═══ Kutipan
Mohon tunggu...
Edy Supriatna Syafei
Edy Supriatna Syafei Mohon Tunggu... Jurnalis - Penulis

Tukang Tulis

Selanjutnya

Tutup

Humaniora Pilihan

Di Sini Ketua KPK Bisa Tersenyum

19 Maret 2018   21:28 Diperbarui: 19 Maret 2018   21:46 586
+
Laporkan Konten
Laporkan Akun
Kompasiana adalah platform blog. Konten ini menjadi tanggung jawab bloger dan tidak mewakili pandangan redaksi Kompas.
Lihat foto
Bagikan ide kreativitasmu dalam bentuk konten di Kompasiana | Sumber gambar: Freepik

Hanya di sini Ketua KPK, Agus Rahardjo bisa senyum. Boleh tertawa sepuasnya. Mumpung belum ada usulan kepada anggota dewan di negeri ini untuk membuat aturan bahwa setiap warga diatur untuk tersenyum, tertawa dan kentut sembarangan. Bukankah Ketua KPK butuh rileks?

Dan, sebaiknya anggota antirasuah itu bisa datang untuk bercermin dan menyaksikan dirinya tampil beda dalam keseharian dan dibolehkan tertawa sepuasnya.

Di kawasan Pasar Baru, tepatnya Jalan Pos, di seberang jalan depan Gedung Kesenian Jakarta, penulis menyaksikan Ketua Komisi Pemberantasan Korupsi (KPK) tampil keren. Penulis saksikan Agus tengah tampil di depan gedung baru KPK dengan mengangkat senjata api laras panjang. Tampak seperti tengah menghadapi musuh di medan pertempuran, sementara anak buahnya tampil di belakang ikut memberi dukungan.
══════
### Deskripsi Latihan
Jawab pertanyaan berikut berdasarkan artikel tentang Ketua KPK:
1. Pada tanggal dan pukul berapa artikel itu pertama kali diterbitkan?
2. Siapa nama Ketua KPK yang disebut dalam artikel?
3. Di jalan apa penulis menyaksikan Ketua KPK tampil dengan mengangkat senjata?
═══ Data Ekstraksi
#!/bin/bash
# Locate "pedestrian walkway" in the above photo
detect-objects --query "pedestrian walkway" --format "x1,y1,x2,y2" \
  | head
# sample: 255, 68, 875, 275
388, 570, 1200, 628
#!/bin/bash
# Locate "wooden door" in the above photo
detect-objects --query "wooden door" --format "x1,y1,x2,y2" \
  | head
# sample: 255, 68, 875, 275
══════
### Hasil Latihan
1. 19 Maret 2018, pukul 21:28.
2. Agus Rahardjo.
3. Jalan Pos, di kawasan Pasar Baru, di seberang jalan depan Gedung Kesenian Jakarta.